### Task brief
Identify every line in the rows below that contains the word "black" and copy each one. The match is case-sensitive.

Point annotation records:

+ + + + +

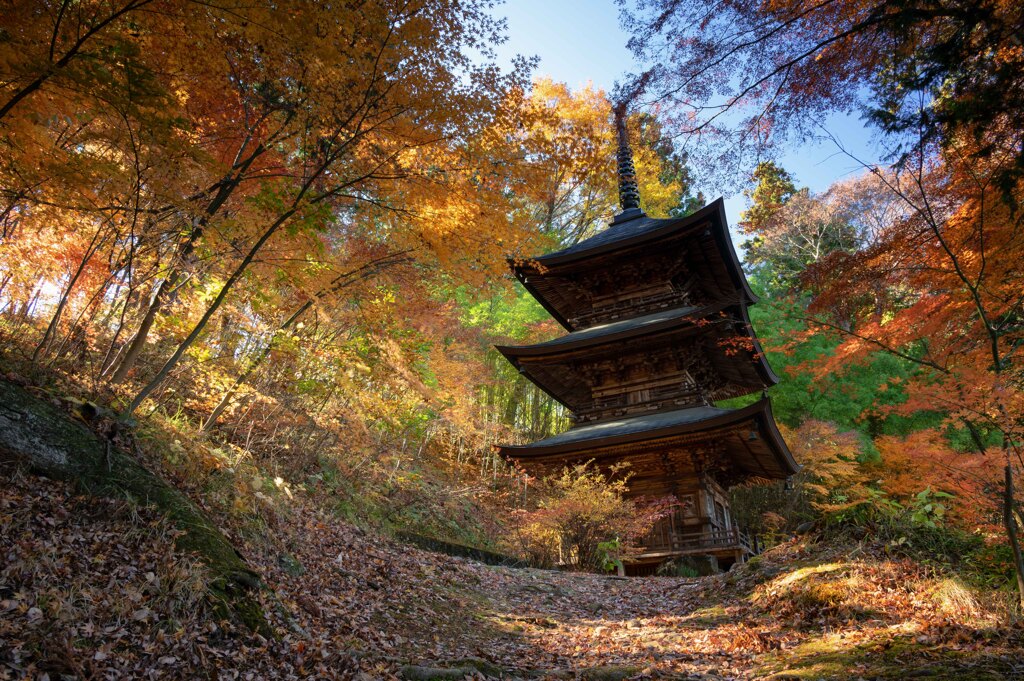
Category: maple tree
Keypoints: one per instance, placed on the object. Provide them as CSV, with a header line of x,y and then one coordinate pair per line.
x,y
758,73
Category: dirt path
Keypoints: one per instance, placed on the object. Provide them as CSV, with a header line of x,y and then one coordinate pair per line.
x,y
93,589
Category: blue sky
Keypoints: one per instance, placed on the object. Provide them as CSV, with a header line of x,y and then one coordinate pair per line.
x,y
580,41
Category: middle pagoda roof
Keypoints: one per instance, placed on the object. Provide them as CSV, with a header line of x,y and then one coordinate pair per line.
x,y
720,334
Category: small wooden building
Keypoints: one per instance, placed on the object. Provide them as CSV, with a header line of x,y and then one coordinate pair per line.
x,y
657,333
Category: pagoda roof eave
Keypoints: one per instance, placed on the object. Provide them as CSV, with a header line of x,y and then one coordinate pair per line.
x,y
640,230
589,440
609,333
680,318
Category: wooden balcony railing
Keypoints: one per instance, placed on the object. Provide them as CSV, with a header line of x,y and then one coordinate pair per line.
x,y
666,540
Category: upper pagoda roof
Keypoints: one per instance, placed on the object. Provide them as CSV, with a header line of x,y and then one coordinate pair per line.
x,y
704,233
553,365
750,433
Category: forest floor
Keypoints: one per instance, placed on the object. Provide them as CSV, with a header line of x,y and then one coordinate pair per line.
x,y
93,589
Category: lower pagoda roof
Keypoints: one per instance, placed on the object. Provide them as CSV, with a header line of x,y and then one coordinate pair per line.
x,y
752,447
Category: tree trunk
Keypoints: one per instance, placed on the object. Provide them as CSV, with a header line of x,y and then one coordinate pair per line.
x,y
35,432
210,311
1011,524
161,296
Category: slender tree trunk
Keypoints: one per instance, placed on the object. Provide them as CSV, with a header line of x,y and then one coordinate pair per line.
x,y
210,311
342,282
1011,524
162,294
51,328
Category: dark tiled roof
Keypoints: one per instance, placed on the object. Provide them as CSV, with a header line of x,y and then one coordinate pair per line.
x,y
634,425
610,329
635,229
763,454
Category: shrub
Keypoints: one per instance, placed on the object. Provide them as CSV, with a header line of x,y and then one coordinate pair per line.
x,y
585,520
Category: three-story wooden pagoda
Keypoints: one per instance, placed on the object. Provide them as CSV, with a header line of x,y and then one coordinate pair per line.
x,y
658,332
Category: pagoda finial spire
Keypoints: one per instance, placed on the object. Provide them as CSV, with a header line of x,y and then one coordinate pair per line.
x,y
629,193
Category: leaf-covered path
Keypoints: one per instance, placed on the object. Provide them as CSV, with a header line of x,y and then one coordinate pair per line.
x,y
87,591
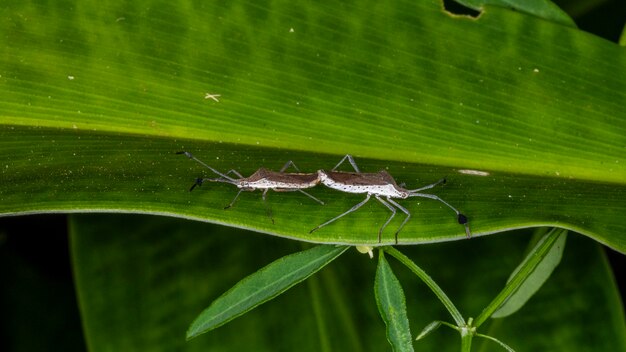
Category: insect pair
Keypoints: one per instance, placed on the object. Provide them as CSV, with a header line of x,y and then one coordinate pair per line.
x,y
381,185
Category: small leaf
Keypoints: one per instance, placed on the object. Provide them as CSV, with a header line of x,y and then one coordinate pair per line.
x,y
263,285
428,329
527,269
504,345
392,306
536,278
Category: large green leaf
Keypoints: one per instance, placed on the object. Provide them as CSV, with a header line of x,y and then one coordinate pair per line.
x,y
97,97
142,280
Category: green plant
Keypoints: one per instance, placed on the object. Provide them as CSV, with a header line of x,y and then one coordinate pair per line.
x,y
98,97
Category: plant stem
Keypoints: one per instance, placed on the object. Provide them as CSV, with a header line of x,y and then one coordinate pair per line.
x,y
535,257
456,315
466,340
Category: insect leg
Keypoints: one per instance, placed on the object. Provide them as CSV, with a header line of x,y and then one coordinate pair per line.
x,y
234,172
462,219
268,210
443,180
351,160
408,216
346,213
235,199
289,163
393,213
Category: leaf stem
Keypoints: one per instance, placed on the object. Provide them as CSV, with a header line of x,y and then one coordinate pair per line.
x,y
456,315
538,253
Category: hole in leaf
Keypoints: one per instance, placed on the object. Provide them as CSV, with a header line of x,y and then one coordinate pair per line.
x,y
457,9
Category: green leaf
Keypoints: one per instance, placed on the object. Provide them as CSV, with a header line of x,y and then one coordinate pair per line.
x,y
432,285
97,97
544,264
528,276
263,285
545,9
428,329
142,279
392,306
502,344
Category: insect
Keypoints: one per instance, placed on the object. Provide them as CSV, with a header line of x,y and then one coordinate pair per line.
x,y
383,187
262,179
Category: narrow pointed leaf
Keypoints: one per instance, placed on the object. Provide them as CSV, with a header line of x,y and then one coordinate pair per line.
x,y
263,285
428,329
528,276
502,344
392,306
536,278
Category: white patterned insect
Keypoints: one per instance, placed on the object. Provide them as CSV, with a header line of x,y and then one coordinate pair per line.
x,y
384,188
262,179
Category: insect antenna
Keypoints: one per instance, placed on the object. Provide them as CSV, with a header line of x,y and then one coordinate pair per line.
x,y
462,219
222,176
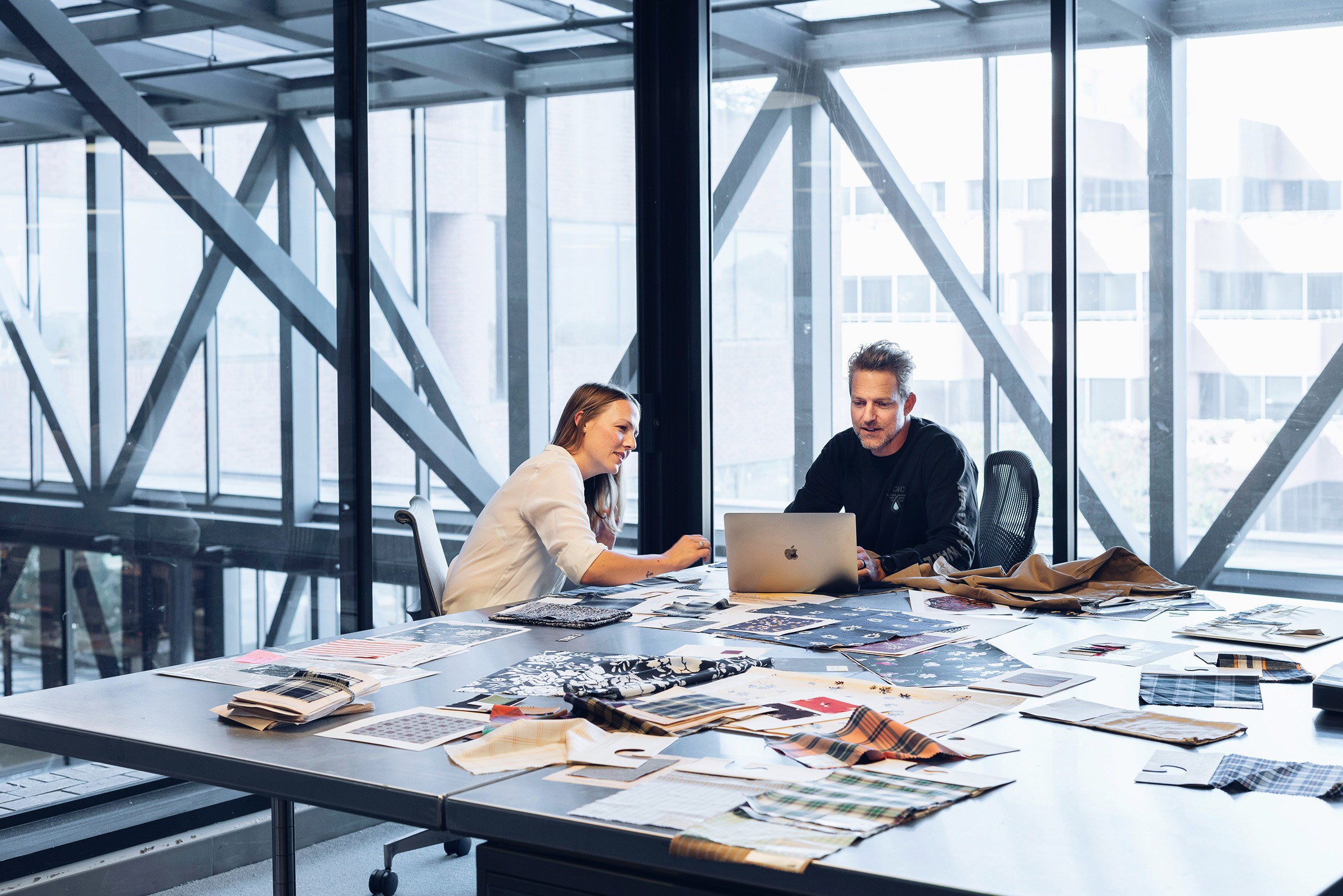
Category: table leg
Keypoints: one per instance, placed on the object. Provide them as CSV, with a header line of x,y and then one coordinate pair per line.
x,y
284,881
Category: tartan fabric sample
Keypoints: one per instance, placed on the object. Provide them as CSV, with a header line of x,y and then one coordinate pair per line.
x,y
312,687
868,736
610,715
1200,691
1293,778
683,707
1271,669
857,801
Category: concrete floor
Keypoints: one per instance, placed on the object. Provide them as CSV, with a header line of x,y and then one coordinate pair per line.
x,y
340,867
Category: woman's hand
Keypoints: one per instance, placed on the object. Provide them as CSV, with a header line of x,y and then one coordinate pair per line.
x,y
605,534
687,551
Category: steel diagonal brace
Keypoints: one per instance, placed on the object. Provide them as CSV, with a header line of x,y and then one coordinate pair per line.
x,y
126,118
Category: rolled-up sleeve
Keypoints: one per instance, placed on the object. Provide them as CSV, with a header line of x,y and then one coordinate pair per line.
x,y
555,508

+ + + + +

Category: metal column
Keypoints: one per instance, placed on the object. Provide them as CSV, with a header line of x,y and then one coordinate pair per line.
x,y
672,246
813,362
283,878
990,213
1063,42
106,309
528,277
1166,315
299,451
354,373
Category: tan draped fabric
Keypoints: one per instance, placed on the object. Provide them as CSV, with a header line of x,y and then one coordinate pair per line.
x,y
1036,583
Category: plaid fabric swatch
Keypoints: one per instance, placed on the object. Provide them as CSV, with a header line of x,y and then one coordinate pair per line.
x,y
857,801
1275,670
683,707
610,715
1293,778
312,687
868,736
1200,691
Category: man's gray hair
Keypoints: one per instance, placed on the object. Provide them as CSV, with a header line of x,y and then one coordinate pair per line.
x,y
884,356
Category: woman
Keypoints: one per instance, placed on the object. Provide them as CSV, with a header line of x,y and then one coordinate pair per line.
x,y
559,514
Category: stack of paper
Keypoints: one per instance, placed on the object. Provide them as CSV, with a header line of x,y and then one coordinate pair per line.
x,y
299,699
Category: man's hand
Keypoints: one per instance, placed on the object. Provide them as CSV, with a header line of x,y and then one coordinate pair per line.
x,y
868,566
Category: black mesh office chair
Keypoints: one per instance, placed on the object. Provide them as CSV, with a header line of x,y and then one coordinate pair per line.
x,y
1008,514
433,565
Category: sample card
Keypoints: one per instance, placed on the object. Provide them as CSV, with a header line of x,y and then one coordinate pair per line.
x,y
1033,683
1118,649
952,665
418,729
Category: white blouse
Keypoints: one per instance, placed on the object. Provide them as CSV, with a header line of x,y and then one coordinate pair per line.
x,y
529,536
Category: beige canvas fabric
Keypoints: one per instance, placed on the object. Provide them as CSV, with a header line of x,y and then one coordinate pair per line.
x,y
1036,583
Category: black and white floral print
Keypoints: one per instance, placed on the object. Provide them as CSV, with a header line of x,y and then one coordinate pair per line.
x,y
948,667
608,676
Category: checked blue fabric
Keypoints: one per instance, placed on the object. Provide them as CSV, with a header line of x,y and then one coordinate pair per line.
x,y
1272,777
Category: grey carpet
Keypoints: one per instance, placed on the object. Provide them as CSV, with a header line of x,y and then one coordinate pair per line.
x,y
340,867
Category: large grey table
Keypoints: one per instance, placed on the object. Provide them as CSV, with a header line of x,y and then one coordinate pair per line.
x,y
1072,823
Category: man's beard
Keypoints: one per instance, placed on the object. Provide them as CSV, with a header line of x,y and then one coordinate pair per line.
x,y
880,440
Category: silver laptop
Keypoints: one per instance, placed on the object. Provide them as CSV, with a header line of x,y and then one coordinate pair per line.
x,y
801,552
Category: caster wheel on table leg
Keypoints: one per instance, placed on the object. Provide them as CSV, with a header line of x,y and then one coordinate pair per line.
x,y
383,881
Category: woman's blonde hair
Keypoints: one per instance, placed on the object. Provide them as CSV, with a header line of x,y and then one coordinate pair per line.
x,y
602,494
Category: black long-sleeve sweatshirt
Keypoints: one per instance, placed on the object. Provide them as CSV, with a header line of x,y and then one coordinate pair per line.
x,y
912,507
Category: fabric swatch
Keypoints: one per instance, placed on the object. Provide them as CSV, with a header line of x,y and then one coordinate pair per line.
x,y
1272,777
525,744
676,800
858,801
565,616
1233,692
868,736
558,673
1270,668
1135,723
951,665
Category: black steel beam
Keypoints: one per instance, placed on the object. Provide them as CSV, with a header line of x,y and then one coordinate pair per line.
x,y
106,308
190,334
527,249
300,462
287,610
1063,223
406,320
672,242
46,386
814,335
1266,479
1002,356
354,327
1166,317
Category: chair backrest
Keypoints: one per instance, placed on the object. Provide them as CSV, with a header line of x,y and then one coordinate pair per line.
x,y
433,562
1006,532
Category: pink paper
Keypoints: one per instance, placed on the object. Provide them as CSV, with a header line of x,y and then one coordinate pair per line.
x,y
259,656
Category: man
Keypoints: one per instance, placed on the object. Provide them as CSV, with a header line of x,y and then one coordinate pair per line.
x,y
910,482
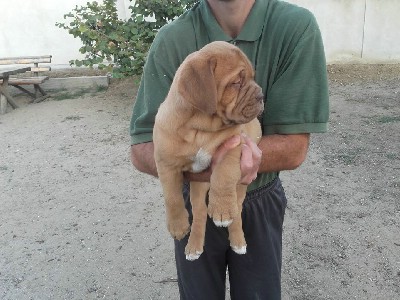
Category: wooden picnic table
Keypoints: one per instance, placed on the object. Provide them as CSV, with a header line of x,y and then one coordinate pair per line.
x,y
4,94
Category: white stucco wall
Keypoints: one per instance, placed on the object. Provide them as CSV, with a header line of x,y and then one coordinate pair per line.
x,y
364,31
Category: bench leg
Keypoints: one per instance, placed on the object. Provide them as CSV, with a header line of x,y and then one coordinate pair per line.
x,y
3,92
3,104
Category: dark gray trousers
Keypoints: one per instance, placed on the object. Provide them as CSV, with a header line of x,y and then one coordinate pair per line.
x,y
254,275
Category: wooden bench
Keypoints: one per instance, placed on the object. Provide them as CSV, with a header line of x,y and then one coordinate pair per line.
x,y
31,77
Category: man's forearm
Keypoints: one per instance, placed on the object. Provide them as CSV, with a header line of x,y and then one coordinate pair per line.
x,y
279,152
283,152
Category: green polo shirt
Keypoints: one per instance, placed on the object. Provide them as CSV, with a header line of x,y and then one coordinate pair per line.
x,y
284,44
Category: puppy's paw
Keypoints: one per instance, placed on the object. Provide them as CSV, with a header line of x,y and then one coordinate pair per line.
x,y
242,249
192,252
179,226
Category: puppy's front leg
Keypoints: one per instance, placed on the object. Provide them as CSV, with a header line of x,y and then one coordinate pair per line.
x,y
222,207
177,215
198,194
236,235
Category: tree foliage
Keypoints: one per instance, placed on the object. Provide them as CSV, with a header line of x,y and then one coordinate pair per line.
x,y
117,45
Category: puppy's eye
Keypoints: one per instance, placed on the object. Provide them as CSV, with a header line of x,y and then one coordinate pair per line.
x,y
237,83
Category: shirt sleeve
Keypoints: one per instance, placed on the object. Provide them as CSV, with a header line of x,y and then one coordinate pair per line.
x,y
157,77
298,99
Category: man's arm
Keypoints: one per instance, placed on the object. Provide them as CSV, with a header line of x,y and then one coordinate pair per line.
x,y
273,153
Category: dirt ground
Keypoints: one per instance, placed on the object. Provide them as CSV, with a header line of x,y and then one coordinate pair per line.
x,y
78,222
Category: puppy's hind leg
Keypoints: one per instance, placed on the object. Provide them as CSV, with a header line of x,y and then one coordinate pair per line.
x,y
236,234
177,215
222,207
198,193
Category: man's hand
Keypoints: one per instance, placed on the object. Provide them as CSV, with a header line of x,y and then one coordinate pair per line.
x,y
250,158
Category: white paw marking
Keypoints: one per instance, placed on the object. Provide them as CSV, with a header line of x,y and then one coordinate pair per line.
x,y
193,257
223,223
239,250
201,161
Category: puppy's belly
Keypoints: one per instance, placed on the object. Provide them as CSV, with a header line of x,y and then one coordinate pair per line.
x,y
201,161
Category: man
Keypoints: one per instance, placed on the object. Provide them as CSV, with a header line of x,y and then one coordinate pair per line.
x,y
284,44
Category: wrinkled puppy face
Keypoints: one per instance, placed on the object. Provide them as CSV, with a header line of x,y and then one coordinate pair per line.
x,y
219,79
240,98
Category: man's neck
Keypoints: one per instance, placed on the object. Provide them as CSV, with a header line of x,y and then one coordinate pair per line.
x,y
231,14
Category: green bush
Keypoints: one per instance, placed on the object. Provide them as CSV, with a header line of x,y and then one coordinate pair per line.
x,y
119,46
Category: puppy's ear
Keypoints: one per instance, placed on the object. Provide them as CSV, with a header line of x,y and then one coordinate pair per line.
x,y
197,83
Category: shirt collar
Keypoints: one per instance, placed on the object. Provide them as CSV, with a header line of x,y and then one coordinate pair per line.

+ + + + +

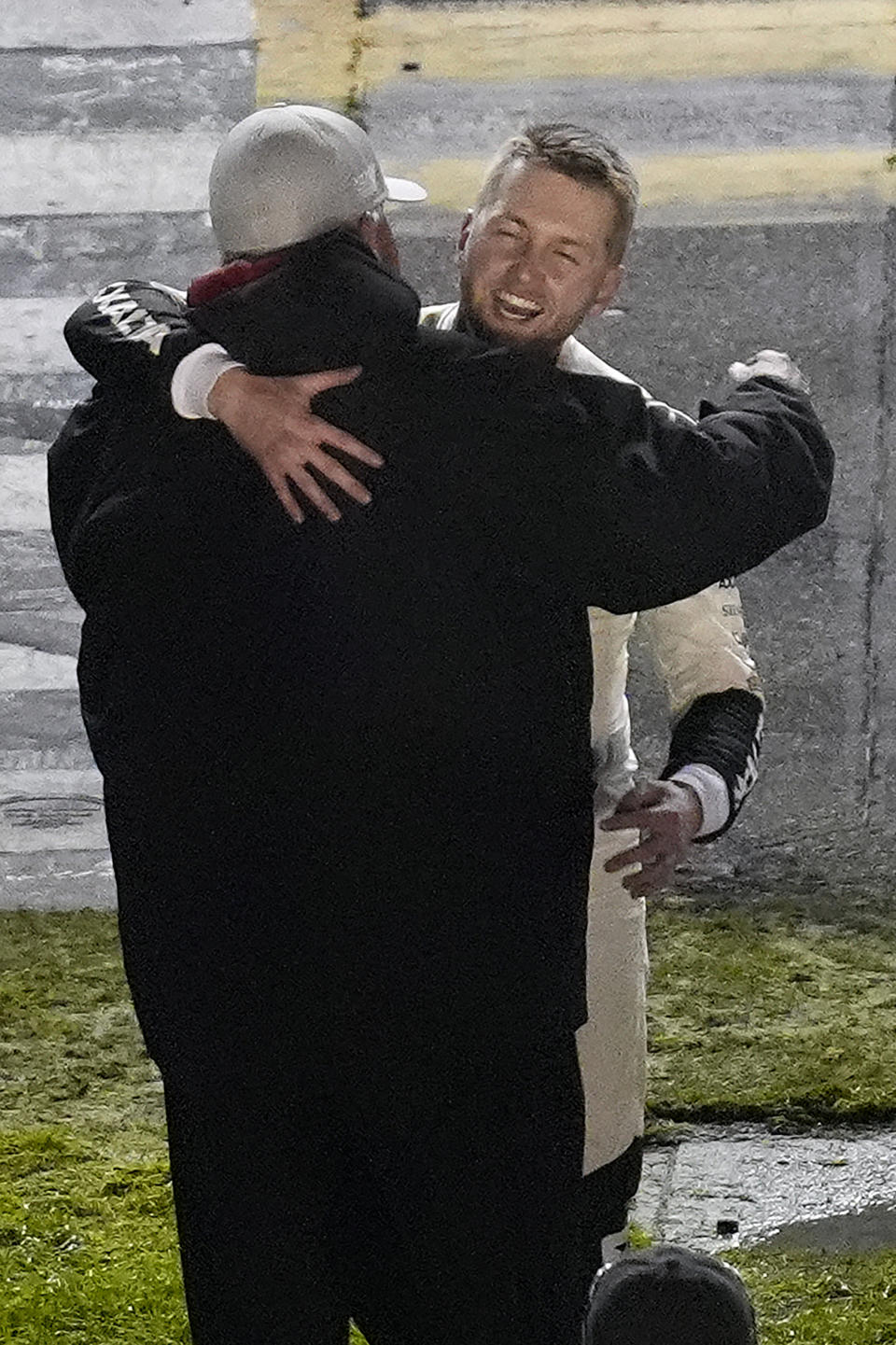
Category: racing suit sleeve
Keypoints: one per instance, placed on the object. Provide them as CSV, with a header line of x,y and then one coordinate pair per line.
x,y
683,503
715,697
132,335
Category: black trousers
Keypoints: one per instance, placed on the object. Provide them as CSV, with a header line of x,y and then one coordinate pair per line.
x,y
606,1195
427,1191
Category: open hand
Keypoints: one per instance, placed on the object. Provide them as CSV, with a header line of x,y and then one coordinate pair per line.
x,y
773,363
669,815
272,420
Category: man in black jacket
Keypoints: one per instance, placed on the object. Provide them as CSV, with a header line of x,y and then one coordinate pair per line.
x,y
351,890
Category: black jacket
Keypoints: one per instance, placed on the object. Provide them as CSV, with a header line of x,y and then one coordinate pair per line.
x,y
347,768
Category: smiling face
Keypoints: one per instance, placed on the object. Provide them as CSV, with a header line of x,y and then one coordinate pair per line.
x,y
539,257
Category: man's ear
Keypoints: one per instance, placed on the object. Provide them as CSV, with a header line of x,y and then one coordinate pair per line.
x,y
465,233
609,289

+ + + + +

### Exercise result
Category: black mesh office chair
Category: black and white floral print
Category: black long-sleeve sweatshirt
Category: black steel beam
Category: black trousers
Category: man in black jacket
Category: black jacket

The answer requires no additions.